• _Directive_: Please extract every line of the data below that contains the word "building", copying each one in full. Case counts, so match only that exact capitalization.

• _Extracted information_:
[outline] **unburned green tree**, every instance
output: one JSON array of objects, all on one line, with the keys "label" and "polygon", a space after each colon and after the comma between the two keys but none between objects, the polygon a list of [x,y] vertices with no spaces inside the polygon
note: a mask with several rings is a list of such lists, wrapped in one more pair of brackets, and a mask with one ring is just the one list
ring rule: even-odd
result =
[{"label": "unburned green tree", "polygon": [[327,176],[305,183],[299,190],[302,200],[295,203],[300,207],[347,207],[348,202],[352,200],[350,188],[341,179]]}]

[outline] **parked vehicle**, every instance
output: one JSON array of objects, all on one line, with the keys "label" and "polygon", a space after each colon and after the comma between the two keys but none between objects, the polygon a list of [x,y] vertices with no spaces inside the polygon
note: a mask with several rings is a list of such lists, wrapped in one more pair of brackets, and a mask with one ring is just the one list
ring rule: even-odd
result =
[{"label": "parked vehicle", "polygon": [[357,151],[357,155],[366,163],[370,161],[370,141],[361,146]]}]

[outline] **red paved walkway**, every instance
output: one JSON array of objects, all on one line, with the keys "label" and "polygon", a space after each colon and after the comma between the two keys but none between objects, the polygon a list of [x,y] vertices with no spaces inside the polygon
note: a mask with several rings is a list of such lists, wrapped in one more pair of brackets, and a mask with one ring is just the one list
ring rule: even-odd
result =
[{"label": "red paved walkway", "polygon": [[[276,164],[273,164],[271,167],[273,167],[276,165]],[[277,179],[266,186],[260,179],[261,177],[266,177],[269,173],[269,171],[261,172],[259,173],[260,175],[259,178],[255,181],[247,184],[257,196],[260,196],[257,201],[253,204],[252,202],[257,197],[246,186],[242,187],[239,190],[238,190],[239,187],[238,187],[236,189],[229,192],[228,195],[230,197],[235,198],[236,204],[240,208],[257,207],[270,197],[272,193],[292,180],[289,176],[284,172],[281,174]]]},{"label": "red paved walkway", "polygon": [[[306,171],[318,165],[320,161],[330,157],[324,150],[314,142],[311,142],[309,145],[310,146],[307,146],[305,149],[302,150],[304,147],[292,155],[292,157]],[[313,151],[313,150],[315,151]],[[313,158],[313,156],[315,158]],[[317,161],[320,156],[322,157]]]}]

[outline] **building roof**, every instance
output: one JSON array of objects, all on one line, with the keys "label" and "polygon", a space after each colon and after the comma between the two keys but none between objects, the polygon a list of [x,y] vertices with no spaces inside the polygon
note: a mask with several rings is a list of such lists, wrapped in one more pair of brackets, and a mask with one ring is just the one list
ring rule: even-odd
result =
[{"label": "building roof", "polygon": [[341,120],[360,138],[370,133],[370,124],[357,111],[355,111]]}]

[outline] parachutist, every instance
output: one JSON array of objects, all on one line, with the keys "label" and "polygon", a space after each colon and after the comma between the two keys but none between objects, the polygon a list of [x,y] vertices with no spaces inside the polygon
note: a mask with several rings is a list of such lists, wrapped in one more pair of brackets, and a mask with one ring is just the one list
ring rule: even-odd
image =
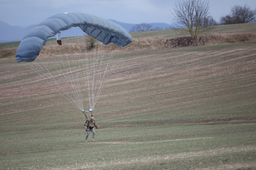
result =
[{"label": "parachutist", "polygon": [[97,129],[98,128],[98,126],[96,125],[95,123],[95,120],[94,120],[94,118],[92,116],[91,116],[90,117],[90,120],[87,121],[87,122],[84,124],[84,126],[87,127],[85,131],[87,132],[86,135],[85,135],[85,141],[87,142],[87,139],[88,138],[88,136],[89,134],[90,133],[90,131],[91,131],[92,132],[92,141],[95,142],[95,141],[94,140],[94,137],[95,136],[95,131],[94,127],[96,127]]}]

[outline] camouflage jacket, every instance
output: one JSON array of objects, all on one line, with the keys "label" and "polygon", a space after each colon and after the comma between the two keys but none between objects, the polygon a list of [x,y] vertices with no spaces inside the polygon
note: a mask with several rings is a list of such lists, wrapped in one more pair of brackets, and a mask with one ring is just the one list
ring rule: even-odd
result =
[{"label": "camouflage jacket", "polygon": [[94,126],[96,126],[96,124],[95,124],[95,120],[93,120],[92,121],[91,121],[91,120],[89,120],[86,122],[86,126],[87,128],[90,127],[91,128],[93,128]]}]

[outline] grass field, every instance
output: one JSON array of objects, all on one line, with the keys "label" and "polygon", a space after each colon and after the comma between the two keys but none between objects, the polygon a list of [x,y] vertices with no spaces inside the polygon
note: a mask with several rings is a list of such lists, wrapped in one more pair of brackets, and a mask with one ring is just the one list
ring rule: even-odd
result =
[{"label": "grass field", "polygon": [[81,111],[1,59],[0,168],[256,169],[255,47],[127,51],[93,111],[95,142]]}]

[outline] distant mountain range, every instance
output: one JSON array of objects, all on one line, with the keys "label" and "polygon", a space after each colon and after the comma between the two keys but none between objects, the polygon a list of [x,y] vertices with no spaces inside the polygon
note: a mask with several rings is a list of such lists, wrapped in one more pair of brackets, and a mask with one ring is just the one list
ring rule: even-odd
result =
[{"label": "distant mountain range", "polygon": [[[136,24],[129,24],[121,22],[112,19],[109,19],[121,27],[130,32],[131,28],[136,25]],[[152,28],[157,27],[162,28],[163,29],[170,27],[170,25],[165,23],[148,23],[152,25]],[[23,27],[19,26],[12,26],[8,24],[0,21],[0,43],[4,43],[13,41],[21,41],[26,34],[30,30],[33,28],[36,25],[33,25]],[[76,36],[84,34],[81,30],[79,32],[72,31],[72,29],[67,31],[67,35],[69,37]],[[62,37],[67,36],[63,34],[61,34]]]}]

* * *

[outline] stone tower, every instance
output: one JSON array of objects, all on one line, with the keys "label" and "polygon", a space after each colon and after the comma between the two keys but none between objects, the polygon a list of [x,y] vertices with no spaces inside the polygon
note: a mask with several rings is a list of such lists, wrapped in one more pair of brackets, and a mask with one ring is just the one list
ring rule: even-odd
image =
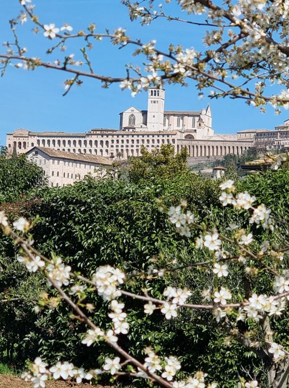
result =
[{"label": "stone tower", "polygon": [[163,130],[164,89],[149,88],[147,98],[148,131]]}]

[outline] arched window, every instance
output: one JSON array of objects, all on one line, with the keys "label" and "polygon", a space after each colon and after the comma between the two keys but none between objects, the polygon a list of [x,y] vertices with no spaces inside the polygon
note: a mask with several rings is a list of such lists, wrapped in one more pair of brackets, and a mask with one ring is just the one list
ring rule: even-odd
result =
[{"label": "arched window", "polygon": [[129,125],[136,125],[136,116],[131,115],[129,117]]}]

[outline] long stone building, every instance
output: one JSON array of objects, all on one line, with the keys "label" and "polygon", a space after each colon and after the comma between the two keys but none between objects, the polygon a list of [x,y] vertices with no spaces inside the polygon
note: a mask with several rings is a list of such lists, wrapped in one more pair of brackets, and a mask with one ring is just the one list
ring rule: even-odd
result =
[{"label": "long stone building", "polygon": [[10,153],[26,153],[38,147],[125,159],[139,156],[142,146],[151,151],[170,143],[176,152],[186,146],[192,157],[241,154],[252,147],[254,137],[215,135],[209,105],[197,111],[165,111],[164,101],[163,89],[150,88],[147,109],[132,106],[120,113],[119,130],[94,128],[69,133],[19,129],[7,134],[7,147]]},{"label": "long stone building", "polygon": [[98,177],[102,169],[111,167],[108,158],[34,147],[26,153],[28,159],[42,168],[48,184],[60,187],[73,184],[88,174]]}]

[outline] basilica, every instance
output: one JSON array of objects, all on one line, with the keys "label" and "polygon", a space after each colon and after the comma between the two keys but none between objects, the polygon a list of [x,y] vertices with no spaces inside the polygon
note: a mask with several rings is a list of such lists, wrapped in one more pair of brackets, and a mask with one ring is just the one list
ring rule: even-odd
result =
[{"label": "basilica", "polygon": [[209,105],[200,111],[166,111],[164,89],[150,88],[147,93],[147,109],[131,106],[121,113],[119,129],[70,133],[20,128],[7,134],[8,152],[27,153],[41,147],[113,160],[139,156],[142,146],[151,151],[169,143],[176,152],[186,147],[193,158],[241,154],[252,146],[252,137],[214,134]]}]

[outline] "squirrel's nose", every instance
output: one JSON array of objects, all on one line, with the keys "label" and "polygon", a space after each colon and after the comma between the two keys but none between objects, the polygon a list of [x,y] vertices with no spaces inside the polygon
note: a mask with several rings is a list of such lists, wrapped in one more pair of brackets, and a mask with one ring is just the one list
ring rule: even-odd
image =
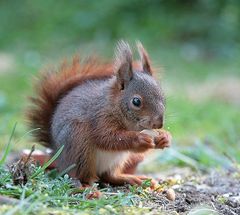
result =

• _Right answer_:
[outline] **building roof**, every instance
[{"label": "building roof", "polygon": [[341,120],[360,138],[370,133],[370,124],[357,111],[355,111]]}]
[outline] long stone building, every instance
[{"label": "long stone building", "polygon": [[10,153],[26,153],[38,147],[125,159],[139,156],[142,146],[151,151],[170,143],[176,152],[186,146],[192,157],[241,154],[252,147],[254,137],[215,135],[209,105],[197,111],[165,111],[164,101],[163,89],[150,88],[147,109],[132,106],[120,113],[119,130],[94,128],[69,133],[19,129],[7,134],[7,147]]},{"label": "long stone building", "polygon": [[98,177],[102,169],[111,167],[108,158],[34,147],[26,153],[28,159],[42,168],[48,184],[60,187],[73,184],[88,174]]}]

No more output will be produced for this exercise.